Input start

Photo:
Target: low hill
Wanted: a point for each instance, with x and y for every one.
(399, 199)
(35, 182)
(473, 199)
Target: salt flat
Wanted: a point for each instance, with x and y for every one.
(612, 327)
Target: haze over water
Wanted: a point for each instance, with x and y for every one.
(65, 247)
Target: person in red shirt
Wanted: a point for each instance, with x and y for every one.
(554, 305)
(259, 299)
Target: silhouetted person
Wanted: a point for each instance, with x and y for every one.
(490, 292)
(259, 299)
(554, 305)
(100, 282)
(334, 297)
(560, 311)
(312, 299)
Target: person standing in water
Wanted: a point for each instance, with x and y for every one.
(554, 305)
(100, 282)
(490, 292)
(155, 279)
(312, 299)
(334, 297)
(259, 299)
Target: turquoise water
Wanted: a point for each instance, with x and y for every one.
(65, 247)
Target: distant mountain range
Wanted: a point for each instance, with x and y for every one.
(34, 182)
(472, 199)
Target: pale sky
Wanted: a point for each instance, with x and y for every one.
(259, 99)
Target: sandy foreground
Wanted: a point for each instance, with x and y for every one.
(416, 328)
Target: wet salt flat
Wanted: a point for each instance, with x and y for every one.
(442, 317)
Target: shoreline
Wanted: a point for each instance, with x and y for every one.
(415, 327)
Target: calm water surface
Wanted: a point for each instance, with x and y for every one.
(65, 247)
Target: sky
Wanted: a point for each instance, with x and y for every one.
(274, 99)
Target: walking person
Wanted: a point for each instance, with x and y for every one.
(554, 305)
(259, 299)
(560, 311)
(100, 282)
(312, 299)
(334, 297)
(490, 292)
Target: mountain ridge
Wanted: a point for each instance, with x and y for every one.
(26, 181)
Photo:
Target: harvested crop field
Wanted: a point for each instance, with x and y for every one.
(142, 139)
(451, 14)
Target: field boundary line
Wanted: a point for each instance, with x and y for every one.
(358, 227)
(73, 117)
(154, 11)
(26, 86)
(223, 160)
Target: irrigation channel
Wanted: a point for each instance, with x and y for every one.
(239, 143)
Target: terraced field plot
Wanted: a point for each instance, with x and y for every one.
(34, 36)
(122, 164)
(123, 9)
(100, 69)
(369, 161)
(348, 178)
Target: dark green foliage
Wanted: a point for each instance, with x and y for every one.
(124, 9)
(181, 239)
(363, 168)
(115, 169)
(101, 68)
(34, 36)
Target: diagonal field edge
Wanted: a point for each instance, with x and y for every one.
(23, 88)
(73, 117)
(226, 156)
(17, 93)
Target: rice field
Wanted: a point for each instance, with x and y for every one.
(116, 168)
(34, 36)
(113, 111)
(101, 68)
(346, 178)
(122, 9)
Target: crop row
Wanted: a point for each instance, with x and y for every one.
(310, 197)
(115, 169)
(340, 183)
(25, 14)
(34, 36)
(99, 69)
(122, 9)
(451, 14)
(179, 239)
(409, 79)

Input end

What you need to do: Edit the data above so that each "person" reads "figure" and every other word and number stays as it is.

Final result:
Photo:
Target: low hill
Wanted: a point for each instance, with x and y for every one.
(399, 199)
(35, 182)
(473, 199)
Target: salt flat
Wanted: a point for each instance, with x and y for every one.
(612, 327)
Target: haze over water
Wanted: a point for each instance, with x and y for every one.
(65, 247)
Target: figure in red shirt
Wanted: a point for each instance, with x and y for every one.
(554, 305)
(259, 299)
Target: silhouetted figure
Wanted: a point for each instance, with x and y for every one.
(490, 292)
(259, 299)
(554, 305)
(100, 282)
(334, 297)
(560, 311)
(312, 299)
Target: figure standing in water
Wanted: a point for each instance, with x and y for every one.
(554, 305)
(100, 282)
(490, 292)
(155, 279)
(312, 299)
(334, 297)
(259, 299)
Target: turquoise water
Wanted: a point for each instance, with x and y for every one.
(65, 247)
Target: distant mountain range
Wanted: a point for each instance, with x and y for every one.
(34, 182)
(472, 199)
Target: pale sky
Wanted: a point for each instance, with x and y for every one.
(259, 99)
Target: sandy foreground
Wanted: a point for each instance, with x and y for every one.
(416, 328)
Target: wet salt flat
Wanted: a point for each instance, with x and y for every one.
(442, 317)
Target: shoreline
Wanted: a point for each instance, with x and y for every one.
(415, 327)
Target: calm water surface
Wanted: a point for each instance, with x and y for every one.
(65, 247)
Target: sky
Wanted: a point for each instance, with x and y for every one.
(274, 99)
Target: walking figure
Wanted: a point for each instance, with x and y for every one.
(554, 305)
(259, 299)
(560, 311)
(100, 282)
(312, 299)
(334, 297)
(490, 292)
Target: mountain ridge
Wanted: a point for each instance, with x and y for every one.
(26, 181)
Photo:
Target: harvested crop field
Wanted: a point for each instance, with x and y for every one.
(142, 139)
(451, 14)
Target: field boundary line
Wanted: a point for each instance, with x and y for every one.
(358, 227)
(73, 117)
(154, 11)
(26, 86)
(223, 160)
Target: irrigation channel
Wanted: a point for each instance, with x and y for every one.
(239, 143)
Target: terraced field plot
Wanted: a point for each instance, with x and y for every one.
(34, 36)
(122, 164)
(123, 9)
(100, 69)
(369, 161)
(348, 178)
Target: dark green foliage
Wanted: a point for each instance, with x and y for every one.
(124, 9)
(181, 239)
(363, 168)
(115, 169)
(101, 68)
(34, 36)
Target: diagonal field edge
Wanted: a point for each instance, with x and y for every one.
(23, 88)
(73, 117)
(226, 156)
(17, 93)
Target: rice field
Wanted: a point for each instance, with x and y for every one.
(116, 168)
(34, 36)
(113, 111)
(101, 68)
(346, 178)
(122, 9)
Target: crop row
Wanted: a point for each instance, with x and y for every one.
(310, 197)
(115, 169)
(340, 183)
(25, 14)
(34, 36)
(99, 69)
(122, 9)
(451, 14)
(179, 239)
(409, 79)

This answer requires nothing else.